------ Recorded data ------

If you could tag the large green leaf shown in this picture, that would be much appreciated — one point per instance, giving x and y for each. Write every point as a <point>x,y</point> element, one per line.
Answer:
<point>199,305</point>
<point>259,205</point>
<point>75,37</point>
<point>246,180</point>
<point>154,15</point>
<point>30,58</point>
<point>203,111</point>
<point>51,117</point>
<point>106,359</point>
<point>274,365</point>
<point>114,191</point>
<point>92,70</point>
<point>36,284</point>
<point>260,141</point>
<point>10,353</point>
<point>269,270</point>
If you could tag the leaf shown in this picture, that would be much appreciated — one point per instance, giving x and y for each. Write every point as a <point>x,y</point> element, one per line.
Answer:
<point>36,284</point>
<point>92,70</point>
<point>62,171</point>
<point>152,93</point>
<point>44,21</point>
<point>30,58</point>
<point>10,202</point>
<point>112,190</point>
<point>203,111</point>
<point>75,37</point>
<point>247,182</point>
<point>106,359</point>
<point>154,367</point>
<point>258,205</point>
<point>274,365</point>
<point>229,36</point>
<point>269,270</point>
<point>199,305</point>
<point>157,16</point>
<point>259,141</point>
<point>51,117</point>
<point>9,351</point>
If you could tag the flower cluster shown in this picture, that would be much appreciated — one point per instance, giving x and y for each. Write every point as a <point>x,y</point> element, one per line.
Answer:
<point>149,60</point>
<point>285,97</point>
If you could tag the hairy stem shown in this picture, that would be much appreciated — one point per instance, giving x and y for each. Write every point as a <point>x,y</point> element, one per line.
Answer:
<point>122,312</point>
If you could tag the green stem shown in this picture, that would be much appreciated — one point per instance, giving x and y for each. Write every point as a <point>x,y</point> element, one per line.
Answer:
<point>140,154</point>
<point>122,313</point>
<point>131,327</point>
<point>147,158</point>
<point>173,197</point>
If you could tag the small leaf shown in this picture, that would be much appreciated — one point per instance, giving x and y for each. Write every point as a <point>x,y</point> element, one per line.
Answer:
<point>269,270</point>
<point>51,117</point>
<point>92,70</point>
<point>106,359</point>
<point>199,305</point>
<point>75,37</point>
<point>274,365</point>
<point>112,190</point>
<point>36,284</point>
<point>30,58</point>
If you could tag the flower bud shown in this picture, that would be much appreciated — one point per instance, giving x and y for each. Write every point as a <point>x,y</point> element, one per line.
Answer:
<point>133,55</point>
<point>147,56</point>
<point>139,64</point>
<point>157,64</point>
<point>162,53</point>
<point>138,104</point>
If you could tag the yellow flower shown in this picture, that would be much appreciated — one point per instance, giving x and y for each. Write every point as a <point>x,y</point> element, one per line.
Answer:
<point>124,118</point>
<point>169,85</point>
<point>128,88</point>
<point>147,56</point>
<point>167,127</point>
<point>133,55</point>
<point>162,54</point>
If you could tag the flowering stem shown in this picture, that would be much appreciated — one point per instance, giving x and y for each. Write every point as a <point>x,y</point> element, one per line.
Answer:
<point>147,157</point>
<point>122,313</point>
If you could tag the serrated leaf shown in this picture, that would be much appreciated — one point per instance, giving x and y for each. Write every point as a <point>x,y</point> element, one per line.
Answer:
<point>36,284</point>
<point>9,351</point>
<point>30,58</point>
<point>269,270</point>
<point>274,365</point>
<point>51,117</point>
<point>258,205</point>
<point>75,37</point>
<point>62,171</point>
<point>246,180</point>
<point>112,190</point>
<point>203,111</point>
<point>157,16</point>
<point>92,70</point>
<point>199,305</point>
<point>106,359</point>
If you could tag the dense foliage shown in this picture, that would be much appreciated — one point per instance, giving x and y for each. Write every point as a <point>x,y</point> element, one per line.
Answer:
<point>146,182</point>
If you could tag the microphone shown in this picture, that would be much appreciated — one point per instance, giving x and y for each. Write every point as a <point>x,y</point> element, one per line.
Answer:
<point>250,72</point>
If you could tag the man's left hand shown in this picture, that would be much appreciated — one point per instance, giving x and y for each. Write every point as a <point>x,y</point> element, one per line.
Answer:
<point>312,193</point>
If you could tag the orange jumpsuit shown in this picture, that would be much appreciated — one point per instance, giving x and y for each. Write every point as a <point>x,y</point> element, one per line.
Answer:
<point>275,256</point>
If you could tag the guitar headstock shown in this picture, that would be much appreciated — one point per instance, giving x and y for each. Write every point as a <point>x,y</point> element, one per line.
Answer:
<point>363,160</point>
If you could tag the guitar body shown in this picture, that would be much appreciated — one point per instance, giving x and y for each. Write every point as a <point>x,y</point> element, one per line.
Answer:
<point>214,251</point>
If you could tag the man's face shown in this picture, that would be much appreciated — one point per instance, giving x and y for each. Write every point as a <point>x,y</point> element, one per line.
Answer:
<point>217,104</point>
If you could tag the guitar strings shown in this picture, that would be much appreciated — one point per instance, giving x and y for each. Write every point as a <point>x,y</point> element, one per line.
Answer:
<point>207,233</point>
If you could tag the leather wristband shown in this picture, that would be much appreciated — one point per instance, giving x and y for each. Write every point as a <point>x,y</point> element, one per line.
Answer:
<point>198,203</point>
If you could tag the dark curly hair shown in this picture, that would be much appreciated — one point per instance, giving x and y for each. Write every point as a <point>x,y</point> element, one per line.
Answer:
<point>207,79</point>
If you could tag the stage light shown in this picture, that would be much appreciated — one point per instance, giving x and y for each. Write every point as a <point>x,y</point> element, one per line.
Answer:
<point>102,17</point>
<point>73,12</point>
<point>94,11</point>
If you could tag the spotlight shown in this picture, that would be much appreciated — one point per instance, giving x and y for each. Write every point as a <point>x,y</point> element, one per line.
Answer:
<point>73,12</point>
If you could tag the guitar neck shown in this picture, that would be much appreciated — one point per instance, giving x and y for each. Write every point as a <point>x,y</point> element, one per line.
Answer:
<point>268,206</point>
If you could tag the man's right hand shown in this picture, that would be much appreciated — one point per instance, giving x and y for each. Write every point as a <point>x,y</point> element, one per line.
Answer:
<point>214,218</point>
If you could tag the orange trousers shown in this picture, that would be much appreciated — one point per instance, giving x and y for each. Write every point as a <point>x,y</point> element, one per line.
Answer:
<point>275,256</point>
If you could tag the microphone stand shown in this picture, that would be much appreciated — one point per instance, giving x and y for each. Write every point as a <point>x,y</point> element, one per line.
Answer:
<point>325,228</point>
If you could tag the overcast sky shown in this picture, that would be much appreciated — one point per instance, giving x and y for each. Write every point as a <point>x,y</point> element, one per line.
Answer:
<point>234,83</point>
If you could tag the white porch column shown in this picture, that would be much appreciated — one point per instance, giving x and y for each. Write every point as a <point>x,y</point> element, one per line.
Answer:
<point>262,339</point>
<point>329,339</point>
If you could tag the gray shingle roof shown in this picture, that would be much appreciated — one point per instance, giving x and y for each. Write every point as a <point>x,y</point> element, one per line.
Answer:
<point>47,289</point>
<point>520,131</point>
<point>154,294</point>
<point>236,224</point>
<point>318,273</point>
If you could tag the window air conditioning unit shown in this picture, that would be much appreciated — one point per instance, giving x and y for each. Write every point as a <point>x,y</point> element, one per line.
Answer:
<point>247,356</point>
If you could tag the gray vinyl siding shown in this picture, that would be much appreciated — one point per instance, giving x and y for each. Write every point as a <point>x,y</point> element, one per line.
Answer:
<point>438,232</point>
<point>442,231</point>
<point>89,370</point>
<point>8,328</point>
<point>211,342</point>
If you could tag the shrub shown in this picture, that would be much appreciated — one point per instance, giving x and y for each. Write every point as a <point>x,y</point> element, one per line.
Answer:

------

● **Task details**
Copy every line of the data from the line containing "If you could tag the flowering" down to the line containing "<point>363,160</point>", keeping each line and not only the answers. Resize each point coordinate in the answers by multiplying it by 1.6 and rounding to a whole number, with halves rounded up.

● **Exercise answer**
If you could tag the flowering stem shown in this picture, that would be much appreciated — one point per instance, giving x and y for each. Write every point as a <point>x,y</point> element, one per line.
Answer:
<point>235,251</point>
<point>195,501</point>
If you could tag the serrated leaf shown in this picture, that would be much appreciated — one point per instance, giving x and y for each. Write every point as a <point>x,y</point> element, one per line.
Answer:
<point>58,454</point>
<point>14,562</point>
<point>48,93</point>
<point>430,432</point>
<point>438,584</point>
<point>82,187</point>
<point>413,328</point>
<point>120,59</point>
<point>99,274</point>
<point>394,288</point>
<point>179,304</point>
<point>325,178</point>
<point>251,26</point>
<point>147,112</point>
<point>318,488</point>
<point>170,574</point>
If you could tag the dense foliage shown in this picture, that would be much appreciated — one point per instance, giving x and y for each. Write every point as a <point>x,y</point> element, one per line.
Answer:
<point>234,291</point>
If you could tag the microphone shown in this picture, that would be much appreciated — one point per instance, giving x and y for each. Write every point as a <point>x,y</point> element, one per line.
Answer:
<point>400,115</point>
If you could tag the man's left hand shown in this picture, that would be much appreciated — one point per instance, giving x and y for each. Write every point as a <point>x,y</point> element, one per line.
Answer:
<point>499,309</point>
If you could tag the orange jumpsuit shown in this picture, that would be much appreciated — one point per instance, giving x and y for each. Write every point as a <point>x,y</point> element, one per line.
Answer:
<point>440,410</point>
If you could tag the guitar headstock shown in this picture, that would be much appreciated — one point per instance, giving x and y for each. Write every point as a <point>x,y</point> element, one per line.
Answer:
<point>581,256</point>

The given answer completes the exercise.